:: What to work on ::
Where the string "horse" appears in a line of the data, show that line.
++++++++++
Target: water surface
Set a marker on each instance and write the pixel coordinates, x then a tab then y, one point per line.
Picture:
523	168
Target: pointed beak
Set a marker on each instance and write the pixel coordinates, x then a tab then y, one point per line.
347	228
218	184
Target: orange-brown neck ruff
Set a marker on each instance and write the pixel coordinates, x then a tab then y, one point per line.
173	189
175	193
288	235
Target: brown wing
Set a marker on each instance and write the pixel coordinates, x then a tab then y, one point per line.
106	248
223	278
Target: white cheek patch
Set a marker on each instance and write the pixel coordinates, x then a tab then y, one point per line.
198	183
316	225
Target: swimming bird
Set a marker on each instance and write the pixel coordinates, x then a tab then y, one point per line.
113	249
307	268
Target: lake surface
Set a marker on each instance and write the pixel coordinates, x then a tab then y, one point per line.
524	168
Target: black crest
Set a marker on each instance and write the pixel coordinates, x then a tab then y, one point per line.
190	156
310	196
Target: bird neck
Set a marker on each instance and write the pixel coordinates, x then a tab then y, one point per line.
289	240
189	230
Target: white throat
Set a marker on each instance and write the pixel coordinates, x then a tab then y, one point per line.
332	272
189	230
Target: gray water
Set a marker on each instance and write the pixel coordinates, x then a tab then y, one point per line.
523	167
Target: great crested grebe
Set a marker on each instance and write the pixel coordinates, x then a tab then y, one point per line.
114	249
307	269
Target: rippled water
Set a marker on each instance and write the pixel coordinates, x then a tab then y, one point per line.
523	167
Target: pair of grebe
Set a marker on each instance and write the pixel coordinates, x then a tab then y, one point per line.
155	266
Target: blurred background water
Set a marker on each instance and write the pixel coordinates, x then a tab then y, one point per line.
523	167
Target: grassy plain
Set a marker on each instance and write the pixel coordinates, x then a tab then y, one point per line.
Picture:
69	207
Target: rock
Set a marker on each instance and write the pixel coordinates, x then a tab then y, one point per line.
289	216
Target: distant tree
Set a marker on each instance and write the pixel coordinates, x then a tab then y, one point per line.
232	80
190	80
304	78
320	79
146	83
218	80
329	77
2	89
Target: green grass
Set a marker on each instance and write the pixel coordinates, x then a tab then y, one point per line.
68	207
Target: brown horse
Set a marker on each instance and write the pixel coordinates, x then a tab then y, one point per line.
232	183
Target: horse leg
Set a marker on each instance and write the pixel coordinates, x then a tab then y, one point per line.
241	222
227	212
++++++++++
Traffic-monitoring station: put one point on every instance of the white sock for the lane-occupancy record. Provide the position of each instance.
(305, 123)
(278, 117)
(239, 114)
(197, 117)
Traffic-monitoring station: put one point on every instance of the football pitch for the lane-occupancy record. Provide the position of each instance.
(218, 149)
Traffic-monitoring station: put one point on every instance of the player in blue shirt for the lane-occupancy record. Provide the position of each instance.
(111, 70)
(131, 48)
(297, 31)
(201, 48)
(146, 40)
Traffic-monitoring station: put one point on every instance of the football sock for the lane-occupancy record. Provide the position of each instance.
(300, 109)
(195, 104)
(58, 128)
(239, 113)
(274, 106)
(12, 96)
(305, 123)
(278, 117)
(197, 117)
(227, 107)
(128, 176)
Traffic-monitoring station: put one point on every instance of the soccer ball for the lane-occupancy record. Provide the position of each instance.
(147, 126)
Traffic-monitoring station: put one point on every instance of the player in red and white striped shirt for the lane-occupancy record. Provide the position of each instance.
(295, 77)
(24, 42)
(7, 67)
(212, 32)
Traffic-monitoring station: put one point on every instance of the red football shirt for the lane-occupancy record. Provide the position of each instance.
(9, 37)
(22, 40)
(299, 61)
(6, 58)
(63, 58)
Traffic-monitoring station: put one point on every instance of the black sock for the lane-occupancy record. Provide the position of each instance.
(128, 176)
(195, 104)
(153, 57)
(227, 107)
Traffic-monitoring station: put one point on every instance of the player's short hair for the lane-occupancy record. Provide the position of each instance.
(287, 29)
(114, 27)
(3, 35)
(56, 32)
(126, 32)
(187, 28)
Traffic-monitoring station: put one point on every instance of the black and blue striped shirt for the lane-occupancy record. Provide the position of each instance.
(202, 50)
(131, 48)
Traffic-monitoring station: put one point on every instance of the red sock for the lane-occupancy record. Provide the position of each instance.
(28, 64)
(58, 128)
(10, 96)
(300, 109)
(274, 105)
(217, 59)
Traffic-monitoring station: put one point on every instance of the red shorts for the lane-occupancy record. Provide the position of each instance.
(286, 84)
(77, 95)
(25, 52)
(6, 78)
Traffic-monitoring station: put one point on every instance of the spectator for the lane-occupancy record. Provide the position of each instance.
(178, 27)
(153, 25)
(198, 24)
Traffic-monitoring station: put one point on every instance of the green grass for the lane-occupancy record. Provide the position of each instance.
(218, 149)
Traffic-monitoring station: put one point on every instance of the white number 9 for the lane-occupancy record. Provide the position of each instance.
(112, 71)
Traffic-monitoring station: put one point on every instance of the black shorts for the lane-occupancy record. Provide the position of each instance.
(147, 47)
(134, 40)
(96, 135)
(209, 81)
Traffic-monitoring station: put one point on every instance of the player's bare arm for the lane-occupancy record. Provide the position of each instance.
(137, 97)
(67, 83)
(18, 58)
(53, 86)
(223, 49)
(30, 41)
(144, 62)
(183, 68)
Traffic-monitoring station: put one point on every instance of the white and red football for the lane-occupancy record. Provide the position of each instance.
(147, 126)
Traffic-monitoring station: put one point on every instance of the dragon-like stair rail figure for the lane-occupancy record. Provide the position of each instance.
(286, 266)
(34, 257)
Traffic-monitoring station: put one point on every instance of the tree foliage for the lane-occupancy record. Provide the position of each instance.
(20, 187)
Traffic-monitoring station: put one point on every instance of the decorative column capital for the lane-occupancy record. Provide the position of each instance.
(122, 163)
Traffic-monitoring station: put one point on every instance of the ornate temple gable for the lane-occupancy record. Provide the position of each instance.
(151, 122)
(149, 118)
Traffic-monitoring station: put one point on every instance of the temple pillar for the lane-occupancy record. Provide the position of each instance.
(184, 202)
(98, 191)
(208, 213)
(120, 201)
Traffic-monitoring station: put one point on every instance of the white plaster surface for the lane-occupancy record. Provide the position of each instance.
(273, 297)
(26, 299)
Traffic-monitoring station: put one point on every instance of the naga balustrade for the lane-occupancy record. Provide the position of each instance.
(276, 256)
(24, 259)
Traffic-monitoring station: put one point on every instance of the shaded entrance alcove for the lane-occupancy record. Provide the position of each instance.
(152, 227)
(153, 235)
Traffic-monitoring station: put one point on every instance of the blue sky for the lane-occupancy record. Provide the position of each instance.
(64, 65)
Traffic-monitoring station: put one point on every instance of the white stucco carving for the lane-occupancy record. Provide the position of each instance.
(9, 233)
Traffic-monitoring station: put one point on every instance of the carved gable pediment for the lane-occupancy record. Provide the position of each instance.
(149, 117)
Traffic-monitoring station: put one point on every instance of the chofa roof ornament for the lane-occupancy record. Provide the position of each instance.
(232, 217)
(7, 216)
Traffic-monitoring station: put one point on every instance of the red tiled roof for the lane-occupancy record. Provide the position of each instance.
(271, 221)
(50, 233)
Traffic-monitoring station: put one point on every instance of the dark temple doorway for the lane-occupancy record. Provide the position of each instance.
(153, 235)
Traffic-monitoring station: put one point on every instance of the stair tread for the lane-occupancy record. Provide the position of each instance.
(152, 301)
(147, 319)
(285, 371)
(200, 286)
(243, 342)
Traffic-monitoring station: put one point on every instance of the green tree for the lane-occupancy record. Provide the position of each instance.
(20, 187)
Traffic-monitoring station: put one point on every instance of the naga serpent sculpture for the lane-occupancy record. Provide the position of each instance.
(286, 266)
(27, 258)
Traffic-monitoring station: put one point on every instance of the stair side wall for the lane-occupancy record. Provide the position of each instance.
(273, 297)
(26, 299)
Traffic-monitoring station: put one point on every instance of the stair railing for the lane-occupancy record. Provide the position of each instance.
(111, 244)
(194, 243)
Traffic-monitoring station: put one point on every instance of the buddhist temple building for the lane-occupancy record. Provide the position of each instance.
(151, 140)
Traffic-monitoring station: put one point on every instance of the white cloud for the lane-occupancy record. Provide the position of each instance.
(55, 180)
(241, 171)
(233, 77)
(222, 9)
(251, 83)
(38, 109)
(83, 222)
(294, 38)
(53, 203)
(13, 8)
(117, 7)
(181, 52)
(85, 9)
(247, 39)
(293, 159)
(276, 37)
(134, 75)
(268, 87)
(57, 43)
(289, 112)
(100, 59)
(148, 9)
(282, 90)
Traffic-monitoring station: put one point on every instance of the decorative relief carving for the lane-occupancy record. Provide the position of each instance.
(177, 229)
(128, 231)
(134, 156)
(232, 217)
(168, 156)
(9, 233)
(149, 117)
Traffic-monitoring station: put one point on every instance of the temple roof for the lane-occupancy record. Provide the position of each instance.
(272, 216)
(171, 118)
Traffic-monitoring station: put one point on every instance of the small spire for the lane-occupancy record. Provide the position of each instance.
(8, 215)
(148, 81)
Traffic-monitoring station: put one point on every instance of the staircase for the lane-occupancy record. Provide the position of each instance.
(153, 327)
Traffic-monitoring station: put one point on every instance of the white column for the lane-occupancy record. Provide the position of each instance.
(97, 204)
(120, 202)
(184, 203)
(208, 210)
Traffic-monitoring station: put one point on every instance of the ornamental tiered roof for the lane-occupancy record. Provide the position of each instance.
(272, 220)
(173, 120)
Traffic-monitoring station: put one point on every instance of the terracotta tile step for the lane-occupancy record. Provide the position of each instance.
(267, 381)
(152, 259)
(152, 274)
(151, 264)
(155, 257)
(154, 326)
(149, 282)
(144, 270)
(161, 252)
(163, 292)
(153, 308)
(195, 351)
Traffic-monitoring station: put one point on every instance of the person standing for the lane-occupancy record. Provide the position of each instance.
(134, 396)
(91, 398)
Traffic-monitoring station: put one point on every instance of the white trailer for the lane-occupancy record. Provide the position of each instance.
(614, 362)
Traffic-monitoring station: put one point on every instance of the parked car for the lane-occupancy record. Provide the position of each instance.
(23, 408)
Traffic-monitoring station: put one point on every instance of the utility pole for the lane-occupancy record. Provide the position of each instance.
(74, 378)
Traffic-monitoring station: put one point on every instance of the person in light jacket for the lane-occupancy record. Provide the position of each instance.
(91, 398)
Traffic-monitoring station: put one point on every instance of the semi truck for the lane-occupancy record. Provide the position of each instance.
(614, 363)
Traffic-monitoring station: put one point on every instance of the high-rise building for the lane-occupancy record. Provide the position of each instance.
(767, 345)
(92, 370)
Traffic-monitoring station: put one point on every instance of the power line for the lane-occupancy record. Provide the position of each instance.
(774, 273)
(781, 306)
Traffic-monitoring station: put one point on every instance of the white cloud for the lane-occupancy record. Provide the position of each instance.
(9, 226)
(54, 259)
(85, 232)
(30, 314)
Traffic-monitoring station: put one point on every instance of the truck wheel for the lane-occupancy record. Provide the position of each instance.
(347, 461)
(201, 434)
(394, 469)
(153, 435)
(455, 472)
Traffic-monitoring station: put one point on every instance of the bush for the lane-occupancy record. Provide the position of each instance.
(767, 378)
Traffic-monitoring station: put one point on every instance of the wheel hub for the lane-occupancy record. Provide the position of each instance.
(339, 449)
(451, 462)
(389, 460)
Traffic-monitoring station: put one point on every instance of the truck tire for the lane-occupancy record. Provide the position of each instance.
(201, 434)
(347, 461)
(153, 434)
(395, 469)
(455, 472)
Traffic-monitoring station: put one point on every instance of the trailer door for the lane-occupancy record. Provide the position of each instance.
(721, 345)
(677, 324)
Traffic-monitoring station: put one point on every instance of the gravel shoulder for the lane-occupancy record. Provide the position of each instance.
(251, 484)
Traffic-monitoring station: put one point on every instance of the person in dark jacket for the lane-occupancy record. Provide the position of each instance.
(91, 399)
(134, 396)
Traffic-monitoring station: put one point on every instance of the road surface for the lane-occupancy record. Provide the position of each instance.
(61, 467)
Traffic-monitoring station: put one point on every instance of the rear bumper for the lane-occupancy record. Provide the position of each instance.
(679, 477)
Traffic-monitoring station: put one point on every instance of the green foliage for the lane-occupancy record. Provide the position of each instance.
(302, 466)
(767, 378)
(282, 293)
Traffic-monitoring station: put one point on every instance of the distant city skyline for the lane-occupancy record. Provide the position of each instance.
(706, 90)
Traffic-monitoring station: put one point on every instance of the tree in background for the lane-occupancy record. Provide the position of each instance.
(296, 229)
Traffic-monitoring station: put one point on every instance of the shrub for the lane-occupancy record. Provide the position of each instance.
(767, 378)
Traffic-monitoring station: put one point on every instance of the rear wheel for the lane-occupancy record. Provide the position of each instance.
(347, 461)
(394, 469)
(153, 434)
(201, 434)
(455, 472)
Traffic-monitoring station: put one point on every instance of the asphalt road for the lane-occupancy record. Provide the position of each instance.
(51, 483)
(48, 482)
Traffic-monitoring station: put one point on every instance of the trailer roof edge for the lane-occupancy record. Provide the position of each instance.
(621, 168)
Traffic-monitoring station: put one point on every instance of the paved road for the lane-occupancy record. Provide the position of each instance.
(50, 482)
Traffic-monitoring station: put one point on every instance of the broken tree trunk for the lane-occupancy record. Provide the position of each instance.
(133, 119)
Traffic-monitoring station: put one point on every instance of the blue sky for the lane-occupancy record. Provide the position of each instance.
++++++++++
:: Exercise solution ::
Target: brown horse
Target: horse leg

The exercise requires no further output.